═════ Provided data ═════
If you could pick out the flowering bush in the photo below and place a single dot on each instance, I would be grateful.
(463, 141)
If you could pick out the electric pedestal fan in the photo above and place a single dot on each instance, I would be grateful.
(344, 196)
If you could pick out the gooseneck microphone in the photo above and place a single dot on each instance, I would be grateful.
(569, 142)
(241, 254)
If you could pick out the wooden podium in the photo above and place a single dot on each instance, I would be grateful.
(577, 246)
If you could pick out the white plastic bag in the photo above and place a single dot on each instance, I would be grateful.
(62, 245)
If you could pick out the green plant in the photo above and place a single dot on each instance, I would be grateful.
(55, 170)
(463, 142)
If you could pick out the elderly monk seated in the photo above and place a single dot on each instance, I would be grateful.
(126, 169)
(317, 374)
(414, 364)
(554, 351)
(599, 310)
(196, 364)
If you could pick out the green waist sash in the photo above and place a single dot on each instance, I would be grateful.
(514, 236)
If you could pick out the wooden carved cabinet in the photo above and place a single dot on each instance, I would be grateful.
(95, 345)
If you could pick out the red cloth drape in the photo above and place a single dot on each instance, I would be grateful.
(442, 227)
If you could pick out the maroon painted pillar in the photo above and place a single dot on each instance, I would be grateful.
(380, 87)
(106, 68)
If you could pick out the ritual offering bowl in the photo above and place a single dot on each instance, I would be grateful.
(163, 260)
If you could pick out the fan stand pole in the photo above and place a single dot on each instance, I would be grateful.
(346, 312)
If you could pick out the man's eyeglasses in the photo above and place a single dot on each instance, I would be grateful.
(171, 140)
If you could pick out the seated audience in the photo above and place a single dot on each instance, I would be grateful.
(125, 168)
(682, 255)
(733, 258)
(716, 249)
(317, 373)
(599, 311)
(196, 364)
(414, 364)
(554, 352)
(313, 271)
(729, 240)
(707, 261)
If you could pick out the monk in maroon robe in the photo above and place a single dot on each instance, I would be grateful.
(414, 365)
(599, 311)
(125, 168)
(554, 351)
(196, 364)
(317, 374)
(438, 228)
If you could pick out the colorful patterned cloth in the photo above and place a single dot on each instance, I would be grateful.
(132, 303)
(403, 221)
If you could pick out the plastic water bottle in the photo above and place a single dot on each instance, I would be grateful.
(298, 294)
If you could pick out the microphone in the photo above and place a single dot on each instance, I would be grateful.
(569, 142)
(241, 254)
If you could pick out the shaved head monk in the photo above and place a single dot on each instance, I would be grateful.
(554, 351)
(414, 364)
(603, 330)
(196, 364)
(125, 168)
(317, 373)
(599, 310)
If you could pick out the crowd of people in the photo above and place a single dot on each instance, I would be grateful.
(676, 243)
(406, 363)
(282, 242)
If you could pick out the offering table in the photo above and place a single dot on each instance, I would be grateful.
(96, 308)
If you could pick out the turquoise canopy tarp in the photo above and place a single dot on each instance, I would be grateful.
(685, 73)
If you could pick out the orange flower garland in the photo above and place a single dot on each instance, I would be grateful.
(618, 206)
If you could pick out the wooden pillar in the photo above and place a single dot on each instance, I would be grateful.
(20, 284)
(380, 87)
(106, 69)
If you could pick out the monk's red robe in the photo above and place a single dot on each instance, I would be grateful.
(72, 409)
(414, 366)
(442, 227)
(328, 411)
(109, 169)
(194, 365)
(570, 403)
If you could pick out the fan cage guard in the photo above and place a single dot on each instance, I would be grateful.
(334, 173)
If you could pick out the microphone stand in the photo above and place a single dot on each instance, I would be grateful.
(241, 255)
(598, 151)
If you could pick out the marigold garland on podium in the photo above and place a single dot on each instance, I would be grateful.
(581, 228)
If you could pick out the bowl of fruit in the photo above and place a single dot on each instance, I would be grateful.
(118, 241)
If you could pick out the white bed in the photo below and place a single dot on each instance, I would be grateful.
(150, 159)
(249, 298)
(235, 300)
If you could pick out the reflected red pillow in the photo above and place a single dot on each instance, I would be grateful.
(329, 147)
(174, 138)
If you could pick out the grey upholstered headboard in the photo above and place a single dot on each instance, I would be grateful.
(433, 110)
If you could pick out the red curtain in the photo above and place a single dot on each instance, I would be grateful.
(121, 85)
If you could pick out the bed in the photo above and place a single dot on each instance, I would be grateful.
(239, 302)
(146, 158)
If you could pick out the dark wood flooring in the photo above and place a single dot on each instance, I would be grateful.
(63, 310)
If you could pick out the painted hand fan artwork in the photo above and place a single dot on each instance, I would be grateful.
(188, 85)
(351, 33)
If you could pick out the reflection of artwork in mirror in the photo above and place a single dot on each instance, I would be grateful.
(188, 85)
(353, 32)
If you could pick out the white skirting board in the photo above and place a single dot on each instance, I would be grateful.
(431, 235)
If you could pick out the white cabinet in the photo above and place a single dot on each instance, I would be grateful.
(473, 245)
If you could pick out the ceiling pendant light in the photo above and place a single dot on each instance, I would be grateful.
═════
Work item
Copy the records exactly.

Answer to the problem
If you could pick out the flowering bush in the photo below and place a single dot on each instance, I would be grateful.
(463, 141)
If you could pick out the electric pedestal fan in the photo above and place a single dot on each instance, I would be grateful.
(344, 196)
If you could pick out the gooseneck microphone in the photo above and place a single dot on each instance, I would be grateful.
(569, 142)
(241, 254)
If you could pick out the wooden podium in the photo above and place a single dot on each instance, I would be grateful.
(577, 246)
If you could pick out the white plastic bag in the photo above and place a single dot on each instance, I would be grateful.
(62, 245)
If you could pick out the green plant in the photo above and place a single dot on each instance, I would be grateful.
(55, 170)
(463, 142)
If you could pick out the elderly monk seated in the photo above and place a single dot on each instance, I would be grateful.
(126, 169)
(317, 374)
(414, 364)
(554, 351)
(599, 310)
(196, 364)
If you could pick out the green waist sash in the photo above and place a single dot on each instance, I would be grateful.
(514, 236)
If you could pick out the wooden carved cabinet in the photo above and place a single dot on each instance, I would be grateful.
(95, 345)
If you could pick out the red cloth drape in the photo above and place a single dot on each instance, I would be grateful.
(442, 227)
If you could pick out the maroon painted pillar in the photo above and place a single dot on each instance, I would be grateful.
(380, 87)
(106, 68)
If you could pick out the ritual offering bowl in the photo above and place a single dot on each instance, I would be grateful.
(163, 260)
If you could pick out the fan stand pole in the photo above and place a single dot on each instance, I would be grateful.
(346, 312)
If you could pick out the man's eyeglasses in the photo above and place a single dot on each instance, I would be grateful.
(171, 140)
If you could pick out the seated audience in the photo above and place a single dot on each instance, I would be grateful.
(125, 168)
(682, 255)
(733, 258)
(716, 249)
(317, 373)
(599, 311)
(196, 364)
(414, 364)
(554, 352)
(313, 271)
(729, 240)
(707, 261)
If you could pick out the monk in maroon robe in the photo above and place a single dot on each instance, I would be grateful.
(414, 365)
(599, 311)
(125, 168)
(554, 351)
(196, 364)
(317, 374)
(438, 228)
If you could pick out the colorful patterned cloth in the photo above and place a single dot on each instance, I would be grateful.
(132, 303)
(403, 221)
If you could pick out the plastic water bottle in the photo above and place a single dot on each instance, I would be grateful.
(298, 294)
If you could pick out the microphone in the photo above and place a single dot on each instance, I would be grateful.
(569, 142)
(241, 254)
If you could pick out the shaved head monk in the photo above and place a single dot on each instance, I would be grateful.
(554, 351)
(414, 364)
(603, 330)
(196, 364)
(125, 168)
(317, 373)
(599, 310)
If you could pick out the crowd of people in the photo above and place a single dot on each instance, I would be grateful.
(676, 243)
(406, 363)
(282, 242)
If you could pick out the offering table in the photo above and place a single dot on each instance, I would be grateful.
(96, 308)
If you could pick out the turquoise canopy tarp in the photo above and place a single dot on each instance, I would be grateful.
(685, 73)
If you could pick out the orange flower garland in the photo above and place a single dot on each instance, I would be grateful.
(618, 206)
If you could pick out the wooden pillar in the photo above and place a single dot on each instance, I would be grateful.
(20, 284)
(380, 87)
(106, 69)
If you could pick out the monk's red robe in the photo above and place a single dot on each instance, I would be grateful.
(72, 409)
(414, 366)
(442, 227)
(328, 411)
(109, 169)
(194, 365)
(570, 403)
If you could pick out the fan cage guard in the photo above and place a single dot on each instance, I would be grateful.
(334, 173)
If you could pick out the microphone stand in the photo above and place a single dot on each instance, I would be grateful.
(241, 255)
(598, 151)
If you could pick out the marigold garland on podium in the photo above and place a single dot on each instance, I would be grateful.
(581, 228)
If you could pick out the bowl of fruit in the photo above and place a single dot on each instance, I would be grateful.
(118, 241)
If you could pick out the white bed in the photo below and place a single dot on each instance, I would be grateful.
(150, 159)
(249, 298)
(235, 300)
If you could pick out the reflected red pillow in the photo above and place a single dot on each instance, I would be grateful.
(329, 147)
(174, 138)
If you could pick out the grey upholstered headboard in the photo above and place a single dot on each instance, I would be grateful.
(433, 110)
If you could pick out the red curtain in the photo above and place a single dot on each instance, I would be grateful.
(121, 85)
If you could pick out the bed in the photo above and place a single dot on each instance, I would be grateful.
(239, 302)
(146, 158)
If you could pick out the dark wood flooring in the photo above and place a single dot on each instance, I would be grateful.
(63, 310)
If you could pick out the painted hand fan artwork in the photo above and place a single dot on each instance, I would be grateful.
(188, 85)
(351, 33)
If you could pick out the reflection of artwork in mirror in the photo above and place a single dot on each instance, I would be grateful.
(188, 85)
(353, 32)
If you could pick out the white skirting board in the photo above and place a single dot on each instance, I would be grateful.
(431, 235)
If you could pick out the white cabinet in the photo above and place a single dot on each instance, I would be grateful.
(473, 245)
If you could pick out the ceiling pendant light in the photo above and place a single dot on each instance, I would be grateful.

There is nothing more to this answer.